(Records excerpted from a collection)
####################

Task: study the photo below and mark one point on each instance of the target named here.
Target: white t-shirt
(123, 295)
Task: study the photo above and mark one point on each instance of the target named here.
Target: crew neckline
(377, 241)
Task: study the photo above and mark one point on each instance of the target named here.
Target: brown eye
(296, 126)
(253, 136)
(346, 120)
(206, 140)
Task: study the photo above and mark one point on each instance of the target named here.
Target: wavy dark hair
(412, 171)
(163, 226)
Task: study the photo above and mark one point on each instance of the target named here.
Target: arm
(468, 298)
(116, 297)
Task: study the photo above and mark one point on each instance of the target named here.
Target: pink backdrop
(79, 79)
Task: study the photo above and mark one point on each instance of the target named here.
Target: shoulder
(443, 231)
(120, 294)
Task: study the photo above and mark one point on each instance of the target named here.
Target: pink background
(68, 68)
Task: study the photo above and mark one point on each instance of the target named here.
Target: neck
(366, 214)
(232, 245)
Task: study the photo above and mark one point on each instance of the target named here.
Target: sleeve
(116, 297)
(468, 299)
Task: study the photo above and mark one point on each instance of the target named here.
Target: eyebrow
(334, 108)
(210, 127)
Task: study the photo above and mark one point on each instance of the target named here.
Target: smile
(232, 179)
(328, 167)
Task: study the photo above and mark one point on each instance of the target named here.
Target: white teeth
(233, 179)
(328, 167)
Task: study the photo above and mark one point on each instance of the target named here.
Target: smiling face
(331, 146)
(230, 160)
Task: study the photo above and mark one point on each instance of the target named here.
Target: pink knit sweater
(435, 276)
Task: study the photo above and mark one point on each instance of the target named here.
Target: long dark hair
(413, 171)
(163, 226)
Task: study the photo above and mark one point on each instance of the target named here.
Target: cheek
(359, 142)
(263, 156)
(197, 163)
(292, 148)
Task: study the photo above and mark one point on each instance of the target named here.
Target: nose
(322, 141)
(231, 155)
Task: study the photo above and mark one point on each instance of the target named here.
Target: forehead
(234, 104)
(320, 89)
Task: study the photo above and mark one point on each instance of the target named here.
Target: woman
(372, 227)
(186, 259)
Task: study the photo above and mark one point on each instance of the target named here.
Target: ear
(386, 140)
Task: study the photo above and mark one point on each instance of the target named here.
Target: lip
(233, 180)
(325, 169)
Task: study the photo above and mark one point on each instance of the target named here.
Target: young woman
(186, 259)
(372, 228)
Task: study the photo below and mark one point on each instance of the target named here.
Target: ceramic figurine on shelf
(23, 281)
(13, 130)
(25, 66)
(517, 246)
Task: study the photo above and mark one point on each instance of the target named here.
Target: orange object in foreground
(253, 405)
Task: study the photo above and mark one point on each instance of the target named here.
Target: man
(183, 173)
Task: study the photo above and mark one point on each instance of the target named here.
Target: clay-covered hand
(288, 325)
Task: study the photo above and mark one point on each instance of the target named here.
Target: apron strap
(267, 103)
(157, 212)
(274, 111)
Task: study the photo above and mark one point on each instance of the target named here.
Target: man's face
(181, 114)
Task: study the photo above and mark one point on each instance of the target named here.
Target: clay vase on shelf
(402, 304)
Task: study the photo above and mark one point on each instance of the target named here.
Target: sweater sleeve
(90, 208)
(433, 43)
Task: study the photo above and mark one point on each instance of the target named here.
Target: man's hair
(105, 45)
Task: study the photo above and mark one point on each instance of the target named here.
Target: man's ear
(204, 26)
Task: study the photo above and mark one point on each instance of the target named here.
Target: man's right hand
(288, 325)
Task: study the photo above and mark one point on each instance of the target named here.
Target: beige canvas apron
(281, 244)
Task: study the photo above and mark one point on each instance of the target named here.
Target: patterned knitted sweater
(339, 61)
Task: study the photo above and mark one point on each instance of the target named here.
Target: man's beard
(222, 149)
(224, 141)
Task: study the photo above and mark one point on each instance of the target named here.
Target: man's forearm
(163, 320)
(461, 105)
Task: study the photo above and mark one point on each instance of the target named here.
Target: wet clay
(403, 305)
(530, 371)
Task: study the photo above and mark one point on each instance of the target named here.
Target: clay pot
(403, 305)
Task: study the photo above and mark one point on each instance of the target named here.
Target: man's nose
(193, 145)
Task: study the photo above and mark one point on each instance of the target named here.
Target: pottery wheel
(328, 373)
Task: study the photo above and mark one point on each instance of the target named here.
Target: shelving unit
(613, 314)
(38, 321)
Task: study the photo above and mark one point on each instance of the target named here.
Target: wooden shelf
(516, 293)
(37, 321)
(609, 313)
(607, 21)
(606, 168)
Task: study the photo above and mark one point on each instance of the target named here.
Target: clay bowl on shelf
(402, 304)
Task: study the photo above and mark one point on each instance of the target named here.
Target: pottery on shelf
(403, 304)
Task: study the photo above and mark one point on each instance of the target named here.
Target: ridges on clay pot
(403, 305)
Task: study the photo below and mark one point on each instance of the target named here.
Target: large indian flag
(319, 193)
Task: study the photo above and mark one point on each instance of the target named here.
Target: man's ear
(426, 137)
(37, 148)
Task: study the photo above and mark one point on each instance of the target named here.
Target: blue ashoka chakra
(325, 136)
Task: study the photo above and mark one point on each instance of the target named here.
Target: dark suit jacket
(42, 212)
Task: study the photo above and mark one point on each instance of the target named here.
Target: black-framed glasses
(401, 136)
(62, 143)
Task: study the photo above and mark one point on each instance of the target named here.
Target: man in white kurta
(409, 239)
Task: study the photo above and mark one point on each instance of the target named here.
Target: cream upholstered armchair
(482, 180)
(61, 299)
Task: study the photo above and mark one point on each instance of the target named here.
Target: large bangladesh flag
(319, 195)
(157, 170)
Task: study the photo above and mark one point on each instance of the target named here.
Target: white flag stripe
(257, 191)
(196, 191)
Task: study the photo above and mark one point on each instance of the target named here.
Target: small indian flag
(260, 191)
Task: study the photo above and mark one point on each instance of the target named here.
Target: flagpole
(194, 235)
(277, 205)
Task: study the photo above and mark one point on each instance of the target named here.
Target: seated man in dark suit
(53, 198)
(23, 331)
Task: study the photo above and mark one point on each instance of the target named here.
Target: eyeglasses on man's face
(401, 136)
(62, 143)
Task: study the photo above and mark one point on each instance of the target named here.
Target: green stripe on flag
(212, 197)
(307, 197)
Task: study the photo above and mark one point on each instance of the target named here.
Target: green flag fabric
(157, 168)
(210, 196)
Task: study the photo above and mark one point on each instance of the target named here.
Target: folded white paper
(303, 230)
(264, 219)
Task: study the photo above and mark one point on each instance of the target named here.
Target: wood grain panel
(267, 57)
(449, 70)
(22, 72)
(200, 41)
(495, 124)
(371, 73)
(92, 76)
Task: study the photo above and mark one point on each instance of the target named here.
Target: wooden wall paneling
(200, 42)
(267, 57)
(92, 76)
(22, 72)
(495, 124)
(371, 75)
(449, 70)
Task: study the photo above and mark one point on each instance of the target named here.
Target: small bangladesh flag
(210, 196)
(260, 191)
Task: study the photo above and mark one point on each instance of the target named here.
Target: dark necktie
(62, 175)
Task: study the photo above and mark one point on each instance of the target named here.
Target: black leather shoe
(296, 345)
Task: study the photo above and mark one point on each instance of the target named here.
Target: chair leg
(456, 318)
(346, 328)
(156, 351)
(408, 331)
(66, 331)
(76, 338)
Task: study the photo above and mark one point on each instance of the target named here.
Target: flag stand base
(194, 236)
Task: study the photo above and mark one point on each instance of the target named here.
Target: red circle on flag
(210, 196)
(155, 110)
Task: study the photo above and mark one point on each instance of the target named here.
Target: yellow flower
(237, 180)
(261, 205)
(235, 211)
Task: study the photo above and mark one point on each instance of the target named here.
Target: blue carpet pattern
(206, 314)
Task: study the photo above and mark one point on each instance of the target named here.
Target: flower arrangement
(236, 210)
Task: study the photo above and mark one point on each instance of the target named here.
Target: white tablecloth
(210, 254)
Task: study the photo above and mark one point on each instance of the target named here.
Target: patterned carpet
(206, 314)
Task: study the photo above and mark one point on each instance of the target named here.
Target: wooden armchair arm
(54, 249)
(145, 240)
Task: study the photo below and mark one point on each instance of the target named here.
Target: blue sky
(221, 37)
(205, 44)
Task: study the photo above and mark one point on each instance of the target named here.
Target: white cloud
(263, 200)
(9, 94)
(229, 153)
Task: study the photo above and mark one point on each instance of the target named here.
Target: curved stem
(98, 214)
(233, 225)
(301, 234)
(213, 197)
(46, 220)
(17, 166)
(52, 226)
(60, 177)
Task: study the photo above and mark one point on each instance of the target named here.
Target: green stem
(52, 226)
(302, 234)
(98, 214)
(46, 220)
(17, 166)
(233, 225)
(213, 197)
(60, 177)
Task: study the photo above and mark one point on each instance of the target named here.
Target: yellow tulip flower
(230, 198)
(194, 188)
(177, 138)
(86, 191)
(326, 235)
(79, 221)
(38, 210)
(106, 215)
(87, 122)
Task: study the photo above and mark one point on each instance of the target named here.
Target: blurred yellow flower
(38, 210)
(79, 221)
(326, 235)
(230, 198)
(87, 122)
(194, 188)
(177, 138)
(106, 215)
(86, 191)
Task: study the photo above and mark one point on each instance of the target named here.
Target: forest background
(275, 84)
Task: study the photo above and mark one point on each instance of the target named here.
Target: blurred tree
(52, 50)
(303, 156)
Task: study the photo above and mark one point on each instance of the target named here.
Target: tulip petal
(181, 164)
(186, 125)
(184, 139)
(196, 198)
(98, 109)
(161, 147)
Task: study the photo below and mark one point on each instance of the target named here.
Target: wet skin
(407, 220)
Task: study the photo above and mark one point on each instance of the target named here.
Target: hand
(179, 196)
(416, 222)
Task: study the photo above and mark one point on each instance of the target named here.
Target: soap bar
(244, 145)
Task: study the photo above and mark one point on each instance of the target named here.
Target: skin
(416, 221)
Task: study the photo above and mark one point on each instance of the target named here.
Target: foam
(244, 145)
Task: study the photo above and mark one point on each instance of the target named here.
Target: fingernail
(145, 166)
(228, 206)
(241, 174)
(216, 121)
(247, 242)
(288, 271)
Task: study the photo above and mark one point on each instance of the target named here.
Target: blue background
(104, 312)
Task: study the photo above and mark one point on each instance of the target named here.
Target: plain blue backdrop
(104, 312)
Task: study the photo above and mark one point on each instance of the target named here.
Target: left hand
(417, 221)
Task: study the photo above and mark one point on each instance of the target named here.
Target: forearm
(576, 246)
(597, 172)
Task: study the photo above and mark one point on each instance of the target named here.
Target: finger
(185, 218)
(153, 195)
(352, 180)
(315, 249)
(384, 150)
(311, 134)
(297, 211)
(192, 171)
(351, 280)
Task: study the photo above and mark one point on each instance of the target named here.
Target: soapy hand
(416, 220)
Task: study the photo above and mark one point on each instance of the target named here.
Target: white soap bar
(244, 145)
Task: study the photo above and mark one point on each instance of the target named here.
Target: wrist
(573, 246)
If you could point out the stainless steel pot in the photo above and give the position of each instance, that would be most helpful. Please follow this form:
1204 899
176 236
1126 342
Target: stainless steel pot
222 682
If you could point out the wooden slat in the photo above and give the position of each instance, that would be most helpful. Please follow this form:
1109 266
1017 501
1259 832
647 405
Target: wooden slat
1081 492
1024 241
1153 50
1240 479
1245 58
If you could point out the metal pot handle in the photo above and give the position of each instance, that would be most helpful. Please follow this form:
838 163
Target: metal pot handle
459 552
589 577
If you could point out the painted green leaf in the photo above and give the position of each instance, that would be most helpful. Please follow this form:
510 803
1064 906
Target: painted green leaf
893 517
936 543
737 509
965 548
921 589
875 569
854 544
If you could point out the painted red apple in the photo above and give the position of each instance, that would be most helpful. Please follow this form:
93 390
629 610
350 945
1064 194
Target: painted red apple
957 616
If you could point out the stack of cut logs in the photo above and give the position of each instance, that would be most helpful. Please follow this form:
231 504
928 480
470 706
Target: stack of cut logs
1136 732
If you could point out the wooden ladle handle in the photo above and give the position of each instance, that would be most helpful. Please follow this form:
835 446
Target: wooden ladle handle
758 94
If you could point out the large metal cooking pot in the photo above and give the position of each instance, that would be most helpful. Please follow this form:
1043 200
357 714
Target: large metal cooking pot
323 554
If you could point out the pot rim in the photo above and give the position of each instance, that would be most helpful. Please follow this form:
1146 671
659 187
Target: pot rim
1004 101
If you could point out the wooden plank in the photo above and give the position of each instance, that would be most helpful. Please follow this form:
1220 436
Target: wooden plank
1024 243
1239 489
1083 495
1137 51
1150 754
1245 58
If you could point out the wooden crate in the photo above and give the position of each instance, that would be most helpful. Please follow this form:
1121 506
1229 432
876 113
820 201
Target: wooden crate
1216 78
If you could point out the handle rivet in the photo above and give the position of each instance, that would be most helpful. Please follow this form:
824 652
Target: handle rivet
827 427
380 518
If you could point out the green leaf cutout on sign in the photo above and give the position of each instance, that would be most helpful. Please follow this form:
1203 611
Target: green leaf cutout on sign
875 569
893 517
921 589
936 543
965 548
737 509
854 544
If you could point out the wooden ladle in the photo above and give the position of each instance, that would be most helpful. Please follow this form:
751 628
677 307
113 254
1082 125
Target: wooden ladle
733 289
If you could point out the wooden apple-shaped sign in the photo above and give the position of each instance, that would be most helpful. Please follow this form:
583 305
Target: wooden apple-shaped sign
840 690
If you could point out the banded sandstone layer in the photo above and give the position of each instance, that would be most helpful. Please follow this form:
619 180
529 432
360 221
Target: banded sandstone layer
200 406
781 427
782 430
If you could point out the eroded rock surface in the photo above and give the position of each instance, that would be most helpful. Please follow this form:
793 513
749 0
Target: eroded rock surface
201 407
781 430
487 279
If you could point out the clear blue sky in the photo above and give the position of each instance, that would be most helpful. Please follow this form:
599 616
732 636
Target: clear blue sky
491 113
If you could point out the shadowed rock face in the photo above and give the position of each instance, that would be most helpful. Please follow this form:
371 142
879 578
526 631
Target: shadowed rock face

####################

#### Exercise
Only lines with the word "shadowed" count here; copy every one from the records.

#### Exercise result
If you could point out the shadowed rock face in the photo above and give the position of each instance, that would be most helpful. Please follow this form:
Target: shadowed rock face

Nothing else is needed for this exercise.